Short exercise:
Copy out, unchanged, only the stretch of the data below from the line containing "such as <point>396,468</point>" through the line containing "<point>116,114</point>", including both of those lines.

Exercise data:
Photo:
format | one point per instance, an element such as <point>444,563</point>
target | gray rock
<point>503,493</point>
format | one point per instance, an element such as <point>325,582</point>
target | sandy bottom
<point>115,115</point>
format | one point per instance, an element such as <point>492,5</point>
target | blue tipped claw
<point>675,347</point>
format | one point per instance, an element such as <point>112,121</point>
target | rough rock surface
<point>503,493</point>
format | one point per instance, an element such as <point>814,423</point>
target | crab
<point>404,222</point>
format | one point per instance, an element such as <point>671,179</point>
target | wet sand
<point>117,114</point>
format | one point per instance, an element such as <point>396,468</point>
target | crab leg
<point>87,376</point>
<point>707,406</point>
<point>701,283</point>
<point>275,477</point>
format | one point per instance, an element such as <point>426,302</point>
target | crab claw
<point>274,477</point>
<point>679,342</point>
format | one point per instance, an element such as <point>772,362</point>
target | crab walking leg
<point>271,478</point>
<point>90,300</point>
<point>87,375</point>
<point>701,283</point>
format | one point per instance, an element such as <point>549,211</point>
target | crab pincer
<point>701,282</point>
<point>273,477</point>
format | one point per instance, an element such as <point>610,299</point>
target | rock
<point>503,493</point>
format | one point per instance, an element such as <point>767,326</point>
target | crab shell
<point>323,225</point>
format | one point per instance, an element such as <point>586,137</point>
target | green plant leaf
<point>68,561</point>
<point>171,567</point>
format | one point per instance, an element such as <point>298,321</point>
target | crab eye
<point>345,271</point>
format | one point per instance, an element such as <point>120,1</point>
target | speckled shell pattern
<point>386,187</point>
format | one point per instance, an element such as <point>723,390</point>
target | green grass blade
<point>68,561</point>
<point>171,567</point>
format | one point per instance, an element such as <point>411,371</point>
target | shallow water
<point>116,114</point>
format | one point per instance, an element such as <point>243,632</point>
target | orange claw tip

Worked answer:
format | one point per instance, an element such as <point>396,468</point>
target | crab leg
<point>87,376</point>
<point>707,406</point>
<point>701,283</point>
<point>275,477</point>
format | one point per instance, an element such as <point>426,302</point>
target | crab claw
<point>274,477</point>
<point>679,342</point>
format | one point per instance, an element such as <point>772,362</point>
target | crab walking leg
<point>271,478</point>
<point>90,300</point>
<point>87,375</point>
<point>701,283</point>
format | one point per instance, an element such as <point>549,211</point>
target | crab pincer
<point>701,282</point>
<point>273,477</point>
format | one point per instance, an element such as <point>610,299</point>
target | rock
<point>503,493</point>
format | one point per instance, an element such as <point>767,326</point>
target | crab shell
<point>323,225</point>
format | one point per instance, an element such as <point>586,137</point>
target | green plant leaf
<point>68,561</point>
<point>171,567</point>
format | one point per instance, an element such as <point>298,321</point>
target | crab eye
<point>345,271</point>
format | one point per instance, an element such as <point>120,1</point>
target | speckled shell pattern
<point>386,187</point>
format | one point per instance, an element such as <point>723,390</point>
target | green grass blade
<point>68,561</point>
<point>171,567</point>
format | one point per instance, an element such as <point>411,371</point>
target | shallow water
<point>116,114</point>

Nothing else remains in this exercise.